[Location identification entries]
===============
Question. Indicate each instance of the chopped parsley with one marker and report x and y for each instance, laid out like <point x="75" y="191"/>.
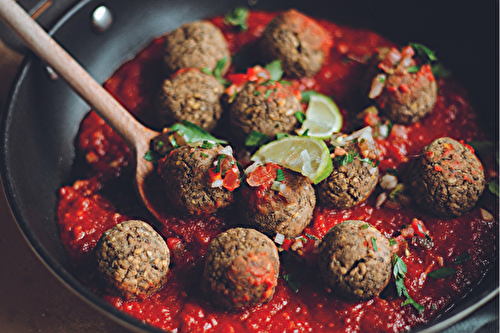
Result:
<point x="256" y="139"/>
<point x="238" y="18"/>
<point x="280" y="175"/>
<point x="399" y="272"/>
<point x="442" y="272"/>
<point x="275" y="70"/>
<point x="461" y="259"/>
<point x="300" y="116"/>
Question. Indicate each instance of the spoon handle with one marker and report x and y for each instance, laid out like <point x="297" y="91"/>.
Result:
<point x="38" y="41"/>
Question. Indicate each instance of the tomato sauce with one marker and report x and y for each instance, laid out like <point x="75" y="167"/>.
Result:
<point x="103" y="197"/>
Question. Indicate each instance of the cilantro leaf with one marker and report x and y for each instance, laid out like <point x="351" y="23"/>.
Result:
<point x="194" y="132"/>
<point x="256" y="139"/>
<point x="238" y="18"/>
<point x="275" y="70"/>
<point x="442" y="272"/>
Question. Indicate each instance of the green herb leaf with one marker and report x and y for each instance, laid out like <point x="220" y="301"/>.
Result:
<point x="442" y="272"/>
<point x="256" y="139"/>
<point x="218" y="70"/>
<point x="280" y="175"/>
<point x="282" y="135"/>
<point x="374" y="243"/>
<point x="194" y="133"/>
<point x="275" y="70"/>
<point x="238" y="18"/>
<point x="462" y="259"/>
<point x="300" y="116"/>
<point x="493" y="187"/>
<point x="424" y="52"/>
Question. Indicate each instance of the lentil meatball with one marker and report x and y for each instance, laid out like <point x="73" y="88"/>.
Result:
<point x="350" y="183"/>
<point x="406" y="96"/>
<point x="355" y="260"/>
<point x="133" y="259"/>
<point x="195" y="45"/>
<point x="287" y="210"/>
<point x="298" y="41"/>
<point x="268" y="108"/>
<point x="448" y="179"/>
<point x="241" y="269"/>
<point x="190" y="95"/>
<point x="188" y="179"/>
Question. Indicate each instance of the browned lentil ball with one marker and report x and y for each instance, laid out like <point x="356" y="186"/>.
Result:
<point x="133" y="259"/>
<point x="448" y="179"/>
<point x="195" y="45"/>
<point x="190" y="95"/>
<point x="241" y="269"/>
<point x="355" y="260"/>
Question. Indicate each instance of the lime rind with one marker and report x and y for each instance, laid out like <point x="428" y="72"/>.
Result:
<point x="306" y="155"/>
<point x="323" y="117"/>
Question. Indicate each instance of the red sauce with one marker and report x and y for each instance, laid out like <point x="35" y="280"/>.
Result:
<point x="84" y="213"/>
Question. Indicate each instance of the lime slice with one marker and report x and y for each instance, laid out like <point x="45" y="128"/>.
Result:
<point x="307" y="155"/>
<point x="323" y="117"/>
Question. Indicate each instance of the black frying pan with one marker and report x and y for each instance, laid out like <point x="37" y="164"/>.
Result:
<point x="42" y="115"/>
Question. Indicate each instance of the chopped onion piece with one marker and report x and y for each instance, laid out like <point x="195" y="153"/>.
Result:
<point x="276" y="186"/>
<point x="487" y="216"/>
<point x="388" y="182"/>
<point x="279" y="238"/>
<point x="381" y="199"/>
<point x="227" y="150"/>
<point x="251" y="168"/>
<point x="217" y="183"/>
<point x="377" y="86"/>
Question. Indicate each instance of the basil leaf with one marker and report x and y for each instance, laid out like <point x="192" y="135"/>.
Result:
<point x="194" y="132"/>
<point x="238" y="18"/>
<point x="424" y="52"/>
<point x="461" y="259"/>
<point x="442" y="272"/>
<point x="275" y="70"/>
<point x="256" y="139"/>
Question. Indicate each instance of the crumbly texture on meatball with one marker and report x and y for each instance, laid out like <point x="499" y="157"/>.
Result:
<point x="407" y="98"/>
<point x="348" y="185"/>
<point x="190" y="95"/>
<point x="265" y="108"/>
<point x="241" y="269"/>
<point x="195" y="45"/>
<point x="287" y="211"/>
<point x="133" y="259"/>
<point x="448" y="179"/>
<point x="355" y="260"/>
<point x="298" y="41"/>
<point x="185" y="172"/>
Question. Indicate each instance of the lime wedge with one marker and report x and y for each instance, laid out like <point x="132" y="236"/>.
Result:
<point x="323" y="117"/>
<point x="304" y="154"/>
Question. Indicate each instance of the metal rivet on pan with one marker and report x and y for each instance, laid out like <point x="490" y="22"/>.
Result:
<point x="101" y="19"/>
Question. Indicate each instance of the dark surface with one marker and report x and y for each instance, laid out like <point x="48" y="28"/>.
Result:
<point x="42" y="127"/>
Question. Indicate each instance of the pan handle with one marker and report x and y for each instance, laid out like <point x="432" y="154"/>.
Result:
===============
EXERCISE PROMPT
Please give all of the lines above as a numbered list, skipping any blank lines and leaving the pictures out.

EXPECTED ANSWER
1. Question. Indicate each instance of the chopped parsley with one marker and report x and y for each instance, laid out like <point x="75" y="191"/>.
2. Result:
3. <point x="256" y="139"/>
4. <point x="238" y="18"/>
5. <point x="280" y="175"/>
6. <point x="399" y="272"/>
7. <point x="442" y="272"/>
8. <point x="275" y="70"/>
9. <point x="461" y="259"/>
10. <point x="300" y="116"/>
11. Question. Indicate each instance of the spoon handle with one marker and report x and y for each instance, laid out like <point x="297" y="91"/>.
12. Result:
13. <point x="38" y="41"/>
14. Question. Indicate each instance of the tomato sauce with one marker and report x and y for each instance, laid out like <point x="75" y="167"/>.
15. Result:
16. <point x="103" y="197"/>
17. Question. Indicate each instance of the cilantro leaf with one marker and report x and y for each instance, laid out like <point x="351" y="23"/>.
18. Result:
19. <point x="194" y="132"/>
20. <point x="256" y="139"/>
21. <point x="238" y="18"/>
22. <point x="275" y="70"/>
23. <point x="442" y="272"/>
24. Question. Indicate each instance of the green herb leaf with one marker and report x and y for each instance, laid out like <point x="220" y="301"/>.
25. Result:
26. <point x="442" y="272"/>
27. <point x="256" y="139"/>
28. <point x="218" y="70"/>
29. <point x="280" y="175"/>
30. <point x="282" y="135"/>
31. <point x="374" y="243"/>
32. <point x="194" y="133"/>
33. <point x="275" y="70"/>
34. <point x="238" y="18"/>
35. <point x="462" y="259"/>
36. <point x="300" y="116"/>
37. <point x="493" y="187"/>
38. <point x="424" y="52"/>
39. Question. Indicate each instance of the lentil meatball with one marker and report x and y for each instance, laid out like <point x="73" y="88"/>.
40. Result:
41. <point x="350" y="183"/>
42. <point x="406" y="96"/>
43. <point x="355" y="260"/>
44. <point x="133" y="259"/>
45. <point x="195" y="45"/>
46. <point x="287" y="210"/>
47. <point x="298" y="41"/>
48. <point x="268" y="108"/>
49. <point x="448" y="179"/>
50. <point x="241" y="269"/>
51. <point x="190" y="95"/>
52. <point x="188" y="179"/>
53. Question. Indicate each instance of the browned lentil ball with one marker and report x and y for each instance, laid out like <point x="356" y="186"/>.
54. Result:
55. <point x="133" y="259"/>
56. <point x="448" y="179"/>
57. <point x="195" y="45"/>
58. <point x="190" y="95"/>
59. <point x="241" y="269"/>
60. <point x="355" y="260"/>
61. Question. Indicate each instance of the lime rind with one marker and report x and y for each instance, laid out like <point x="428" y="72"/>.
62. Result:
63. <point x="306" y="155"/>
64. <point x="323" y="117"/>
65. Question. Indicate each instance of the red sauce with one marker and report x and y for each instance, laid out like <point x="35" y="280"/>.
66. Result:
67. <point x="84" y="213"/>
68. Question. Indicate each instance of the lime slice with one marker and report x and y for each instance, laid out like <point x="45" y="128"/>.
69. Result:
70. <point x="307" y="155"/>
71. <point x="323" y="117"/>
72. Question. Indicate each instance of the black frying pan with one marker and report x and y for each instance, laid out like <point x="37" y="164"/>.
73. Result:
74. <point x="42" y="115"/>
75. Question. Indicate each instance of the chopped onion piece with one marker and report x and y for each instance, laid out like <point x="195" y="153"/>.
76. Result:
77. <point x="276" y="186"/>
78. <point x="487" y="216"/>
79. <point x="388" y="182"/>
80. <point x="279" y="238"/>
81. <point x="381" y="199"/>
82. <point x="227" y="150"/>
83. <point x="251" y="168"/>
84. <point x="217" y="183"/>
85. <point x="377" y="86"/>
86. Question. Indicate each instance of the basil leaf with one marker and report x and y for each instance, laid out like <point x="192" y="135"/>.
87. Result:
88. <point x="194" y="132"/>
89. <point x="238" y="18"/>
90. <point x="424" y="52"/>
91. <point x="461" y="259"/>
92. <point x="442" y="272"/>
93. <point x="275" y="70"/>
94. <point x="256" y="139"/>
95. Question. Indicate each instance of the crumbly texture on meatball with one marker and report x and y for each instance, laid out like <point x="499" y="157"/>.
96. Result:
97. <point x="407" y="98"/>
98. <point x="348" y="185"/>
99. <point x="190" y="95"/>
100. <point x="265" y="108"/>
101. <point x="241" y="269"/>
102. <point x="195" y="45"/>
103. <point x="287" y="211"/>
104. <point x="133" y="259"/>
105. <point x="448" y="179"/>
106. <point x="355" y="260"/>
107. <point x="298" y="41"/>
108. <point x="185" y="172"/>
109. Question. Indicate each instance of the lime wedge with one marker and report x and y for each instance, laid out like <point x="132" y="236"/>.
110. Result:
111. <point x="323" y="117"/>
112. <point x="304" y="154"/>
113. Question. Indicate each instance of the metal rivet on pan with one marker and report x and y for each instance, laid out like <point x="490" y="22"/>.
114. Result:
115. <point x="101" y="19"/>
116. Question. Indicate each instance of the dark surface with one marker and report x and y for each instance, laid out like <point x="48" y="28"/>.
117. Result:
118. <point x="42" y="127"/>
119. Question. Indicate each instance of the pan handle with one marker and report x and y for each instance, laid out like <point x="432" y="154"/>.
120. Result:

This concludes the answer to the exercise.